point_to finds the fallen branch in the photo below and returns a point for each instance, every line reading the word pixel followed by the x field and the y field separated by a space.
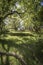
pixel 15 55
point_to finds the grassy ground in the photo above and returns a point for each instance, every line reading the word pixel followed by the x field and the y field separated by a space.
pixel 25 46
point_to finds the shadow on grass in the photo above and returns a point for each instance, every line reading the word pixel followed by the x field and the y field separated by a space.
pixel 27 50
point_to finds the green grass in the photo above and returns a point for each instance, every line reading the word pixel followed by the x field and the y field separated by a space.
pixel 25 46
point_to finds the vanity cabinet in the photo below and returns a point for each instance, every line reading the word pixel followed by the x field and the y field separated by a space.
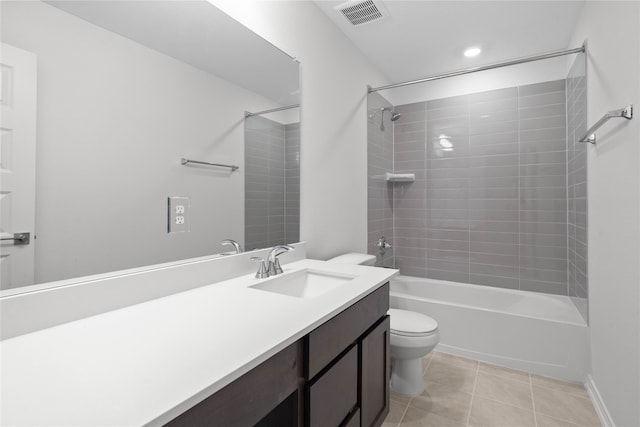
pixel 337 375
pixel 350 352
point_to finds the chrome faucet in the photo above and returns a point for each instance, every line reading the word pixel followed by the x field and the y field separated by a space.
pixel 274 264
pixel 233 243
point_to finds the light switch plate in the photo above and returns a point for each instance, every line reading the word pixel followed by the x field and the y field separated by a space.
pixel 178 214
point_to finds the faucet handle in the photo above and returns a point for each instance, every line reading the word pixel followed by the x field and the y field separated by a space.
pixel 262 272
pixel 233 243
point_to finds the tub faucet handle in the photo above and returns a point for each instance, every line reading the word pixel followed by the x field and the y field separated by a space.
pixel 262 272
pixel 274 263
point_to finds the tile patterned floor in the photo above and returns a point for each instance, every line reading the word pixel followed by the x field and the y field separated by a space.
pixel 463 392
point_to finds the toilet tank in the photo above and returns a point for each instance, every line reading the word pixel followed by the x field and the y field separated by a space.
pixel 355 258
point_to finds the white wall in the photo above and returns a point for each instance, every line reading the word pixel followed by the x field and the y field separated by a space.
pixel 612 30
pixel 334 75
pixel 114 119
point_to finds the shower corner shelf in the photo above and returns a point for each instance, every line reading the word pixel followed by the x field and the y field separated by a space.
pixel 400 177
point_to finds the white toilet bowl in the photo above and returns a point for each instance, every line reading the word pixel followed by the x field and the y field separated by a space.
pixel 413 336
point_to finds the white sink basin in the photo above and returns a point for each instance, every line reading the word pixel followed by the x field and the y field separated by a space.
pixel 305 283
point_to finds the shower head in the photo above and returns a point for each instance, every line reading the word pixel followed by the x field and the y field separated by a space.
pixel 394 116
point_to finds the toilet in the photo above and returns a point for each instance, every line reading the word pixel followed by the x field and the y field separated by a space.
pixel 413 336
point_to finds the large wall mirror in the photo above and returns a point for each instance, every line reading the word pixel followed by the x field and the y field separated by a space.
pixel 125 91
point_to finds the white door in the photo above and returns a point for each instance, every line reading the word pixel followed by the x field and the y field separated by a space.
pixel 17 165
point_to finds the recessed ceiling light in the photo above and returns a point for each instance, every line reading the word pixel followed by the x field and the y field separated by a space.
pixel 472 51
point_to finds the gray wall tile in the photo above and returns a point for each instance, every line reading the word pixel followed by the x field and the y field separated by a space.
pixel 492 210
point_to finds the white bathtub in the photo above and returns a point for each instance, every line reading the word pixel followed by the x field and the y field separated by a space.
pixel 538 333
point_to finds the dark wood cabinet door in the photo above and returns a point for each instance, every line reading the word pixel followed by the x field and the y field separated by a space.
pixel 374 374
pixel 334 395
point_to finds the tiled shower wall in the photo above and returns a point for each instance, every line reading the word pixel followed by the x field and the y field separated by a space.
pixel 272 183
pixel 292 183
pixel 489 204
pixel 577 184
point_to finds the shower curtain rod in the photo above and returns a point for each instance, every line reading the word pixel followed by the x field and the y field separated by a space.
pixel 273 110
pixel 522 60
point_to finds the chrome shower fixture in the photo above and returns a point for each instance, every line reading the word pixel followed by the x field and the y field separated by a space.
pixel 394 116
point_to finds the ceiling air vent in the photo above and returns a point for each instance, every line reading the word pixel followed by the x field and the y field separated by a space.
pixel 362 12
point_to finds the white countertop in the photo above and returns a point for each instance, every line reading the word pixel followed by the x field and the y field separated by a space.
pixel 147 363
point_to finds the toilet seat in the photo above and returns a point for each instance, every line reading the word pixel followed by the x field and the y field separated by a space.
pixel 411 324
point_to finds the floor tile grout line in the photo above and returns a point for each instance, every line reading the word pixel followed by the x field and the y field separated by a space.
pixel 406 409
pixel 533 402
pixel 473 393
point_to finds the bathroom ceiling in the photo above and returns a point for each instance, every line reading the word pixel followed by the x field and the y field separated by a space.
○ ○ ○ ○ ○ ○ ○
### TASK PROMPT
Output the lines from the line containing "point_to finds the white sink" through the line containing "pixel 305 283", including both, reproduced verbatim.

### TASK OUTPUT
point_to finds the white sink basin in the photo above and returns a point for each instance, every line reading the word pixel followed by the x field and the y field separated by a space.
pixel 305 283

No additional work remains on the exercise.